__Instructions for the task__
Find every line in the entries below that contains the word "yellow", and copy each of those lines in full.

__Material for the task__

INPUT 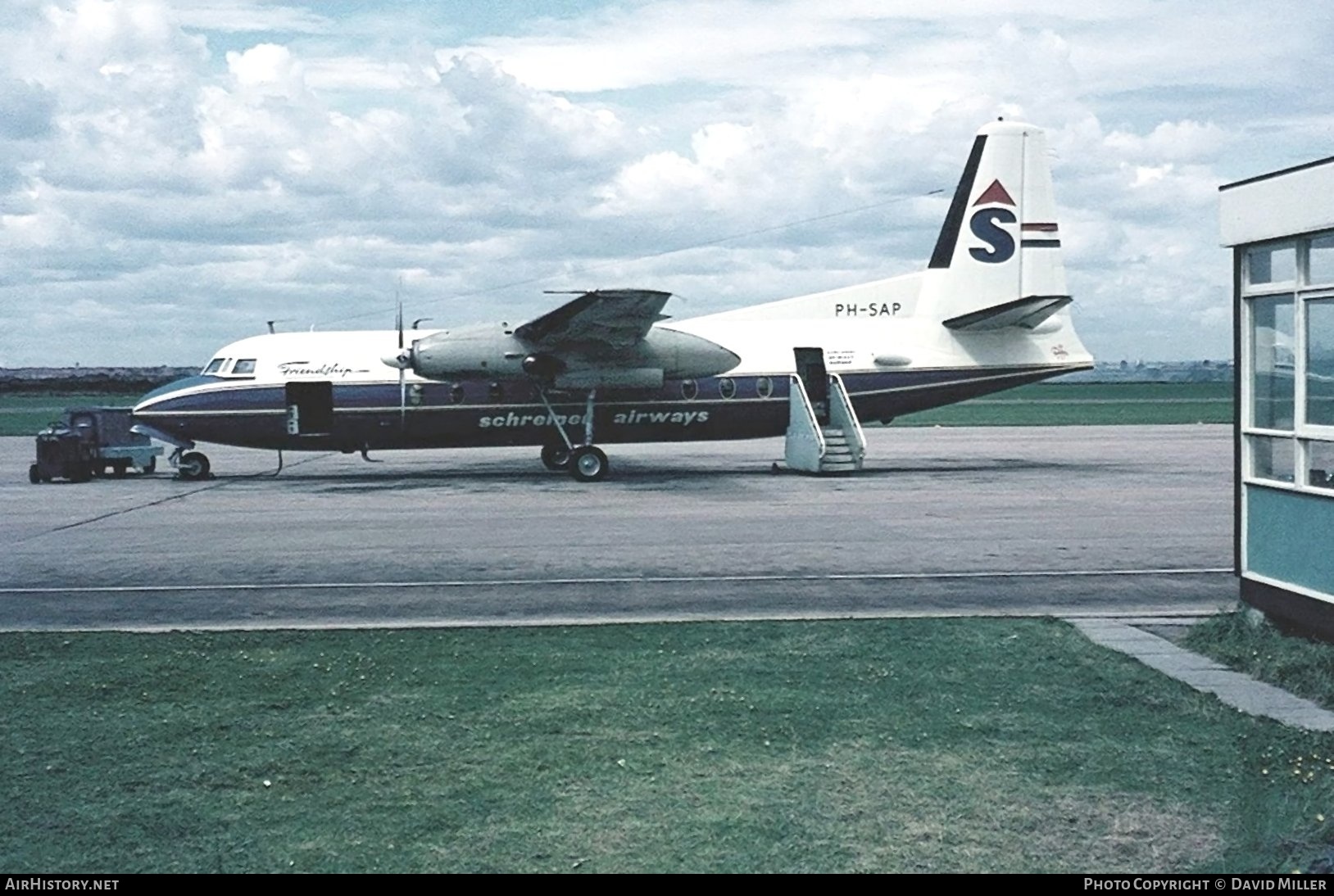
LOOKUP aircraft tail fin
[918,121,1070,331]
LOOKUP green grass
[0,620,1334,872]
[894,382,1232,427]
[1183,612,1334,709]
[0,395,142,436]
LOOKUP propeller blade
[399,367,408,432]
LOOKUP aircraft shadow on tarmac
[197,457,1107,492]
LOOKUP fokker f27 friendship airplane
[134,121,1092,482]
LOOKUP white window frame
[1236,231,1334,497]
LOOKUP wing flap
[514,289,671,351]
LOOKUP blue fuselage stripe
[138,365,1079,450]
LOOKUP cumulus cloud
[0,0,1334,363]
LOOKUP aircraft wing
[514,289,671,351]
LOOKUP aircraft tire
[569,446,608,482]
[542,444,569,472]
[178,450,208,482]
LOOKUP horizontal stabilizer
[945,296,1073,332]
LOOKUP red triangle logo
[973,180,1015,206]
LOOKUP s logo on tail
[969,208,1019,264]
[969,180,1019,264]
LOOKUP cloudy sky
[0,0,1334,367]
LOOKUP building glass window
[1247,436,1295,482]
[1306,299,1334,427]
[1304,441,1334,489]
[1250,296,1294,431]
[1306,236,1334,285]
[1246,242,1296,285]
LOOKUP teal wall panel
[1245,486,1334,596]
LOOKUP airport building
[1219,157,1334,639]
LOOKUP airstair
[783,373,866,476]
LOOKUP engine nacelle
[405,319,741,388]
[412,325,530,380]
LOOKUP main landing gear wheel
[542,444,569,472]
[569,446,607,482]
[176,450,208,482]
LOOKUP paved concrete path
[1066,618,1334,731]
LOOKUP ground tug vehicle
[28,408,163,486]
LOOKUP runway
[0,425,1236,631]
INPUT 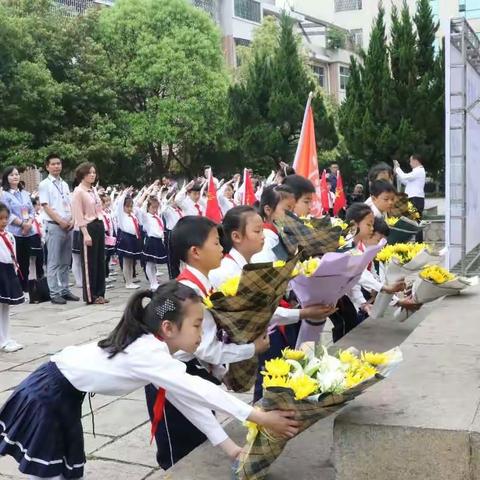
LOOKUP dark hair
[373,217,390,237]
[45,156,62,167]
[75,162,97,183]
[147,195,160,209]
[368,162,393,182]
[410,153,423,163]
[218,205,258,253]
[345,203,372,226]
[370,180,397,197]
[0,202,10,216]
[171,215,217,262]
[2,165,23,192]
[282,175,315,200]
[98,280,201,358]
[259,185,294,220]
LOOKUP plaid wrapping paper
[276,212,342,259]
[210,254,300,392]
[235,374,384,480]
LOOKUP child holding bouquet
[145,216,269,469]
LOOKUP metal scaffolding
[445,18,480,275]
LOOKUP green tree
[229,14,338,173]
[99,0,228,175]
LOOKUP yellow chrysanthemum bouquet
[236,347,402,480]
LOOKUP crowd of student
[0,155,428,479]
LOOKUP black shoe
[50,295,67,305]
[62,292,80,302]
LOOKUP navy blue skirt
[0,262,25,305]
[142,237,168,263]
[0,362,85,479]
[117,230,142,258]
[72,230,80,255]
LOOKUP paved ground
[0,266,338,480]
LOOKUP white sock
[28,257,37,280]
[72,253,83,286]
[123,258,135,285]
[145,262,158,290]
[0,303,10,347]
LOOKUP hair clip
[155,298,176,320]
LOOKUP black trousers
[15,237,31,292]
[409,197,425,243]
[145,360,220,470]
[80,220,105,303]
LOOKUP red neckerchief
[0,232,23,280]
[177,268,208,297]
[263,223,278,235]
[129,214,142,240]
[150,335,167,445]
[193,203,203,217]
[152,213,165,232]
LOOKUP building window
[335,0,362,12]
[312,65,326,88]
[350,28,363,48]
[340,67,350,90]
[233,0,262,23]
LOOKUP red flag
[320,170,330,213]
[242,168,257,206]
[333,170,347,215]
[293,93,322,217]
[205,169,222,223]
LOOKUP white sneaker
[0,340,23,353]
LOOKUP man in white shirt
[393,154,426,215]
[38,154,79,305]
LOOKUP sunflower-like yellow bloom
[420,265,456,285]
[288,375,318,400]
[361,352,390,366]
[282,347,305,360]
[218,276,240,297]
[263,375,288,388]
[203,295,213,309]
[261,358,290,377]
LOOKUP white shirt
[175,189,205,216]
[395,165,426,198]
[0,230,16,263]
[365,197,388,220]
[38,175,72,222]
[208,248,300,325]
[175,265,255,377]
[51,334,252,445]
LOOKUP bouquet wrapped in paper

__Output of the task__
LOOKUP yellow chrysanthemum bouquet
LOOKUP sunflower-like yellow bloom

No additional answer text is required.